§ **READING TEXT**:
I came late to the news of Twitpic‘s impending (and thankfully partial) closure and even later to an explanation for it. My initial assumption was that the service had failed to turn a profit and become financially insolvent. I couldn’t have been more wrong. This is, in the worst way, all about “intellectual property.” And it significantly and negatively impacts the social media which more and more of us rely on as our “window on the world.”
What is — or rather, what was — Twitpic? Simply put, a service which made it easy for Twitter users to share photos. It reduced the process of uploading a photo to a site, blog or image host and tweeting a link to that image to a single step.
That may not seem like a big deal but it was, especially for amateur journalists covering, or non-journalists caught up in, fast-moving events. In 2009, for example, the first visual coverage of US Airways Flight 1549’s ditching in New York’s Hudson River was a photo tweeted (before the “mainstream media” could get camera crews there) by ferry passenger Janis Krums using Twitpic. I’ve personally used the service in an “amateur journalist” capacity to tweet photos from blogger conferences, Tea Party rallies, political conventions, etc.

§ **INFORMATION SUPPLIED**:
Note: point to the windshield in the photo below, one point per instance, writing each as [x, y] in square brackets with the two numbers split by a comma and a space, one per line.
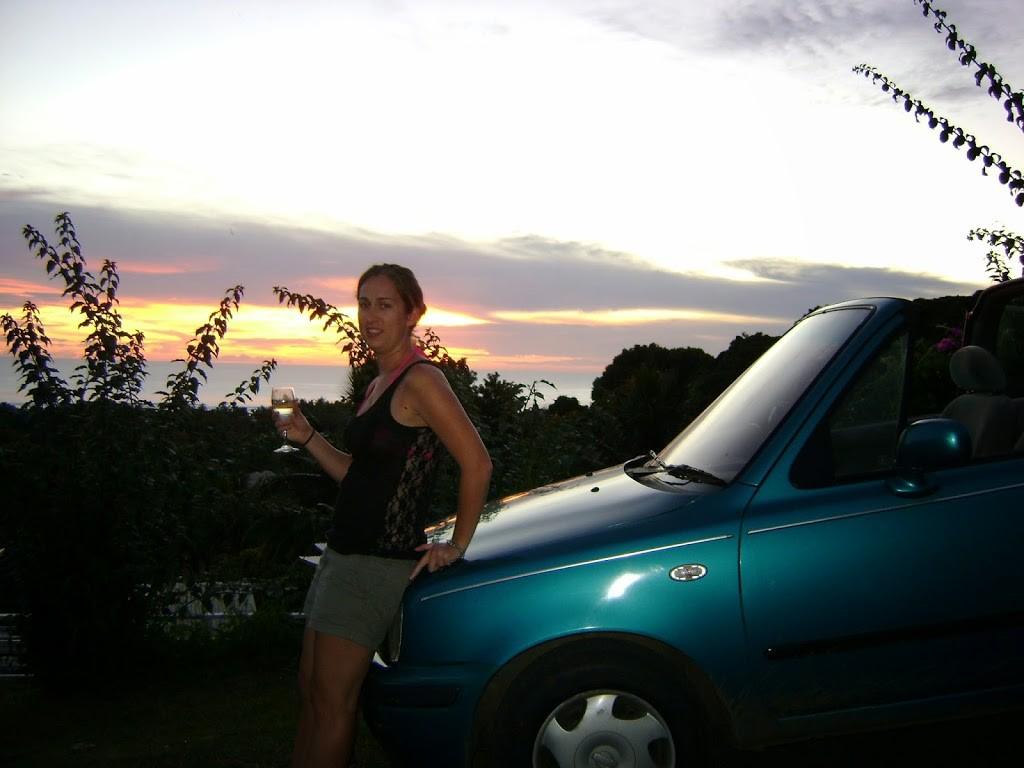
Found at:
[727, 434]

§ **SET EXERCISE**: Decide whether each statement agrees with the Twitpic passage, answering yes or no and quoting the words that settle it: (a) The writer's first guess was that Twitpic was shutting down because it couldn't make money. (b) A news camera crew captured the first images of Flight 1549 in the Hudson River. (c) Twitpic turned uploading a photo and tweeting a link to it into one step. The listing has no connection to the Twitpic passage.

§ **ANSWER TO THIS PROBLEM**:
(a) Yes: "My initial assumption was that the service had failed to turn a profit and become financially insolvent."
(b) No: "a photo tweeted (before the “mainstream media” could get camera crews there) by ferry passenger Janis Krums using Twitpic"
(c) Yes: "It reduced the process of uploading a photo to a site, blog or image host and tweeting a link to that image to a single step."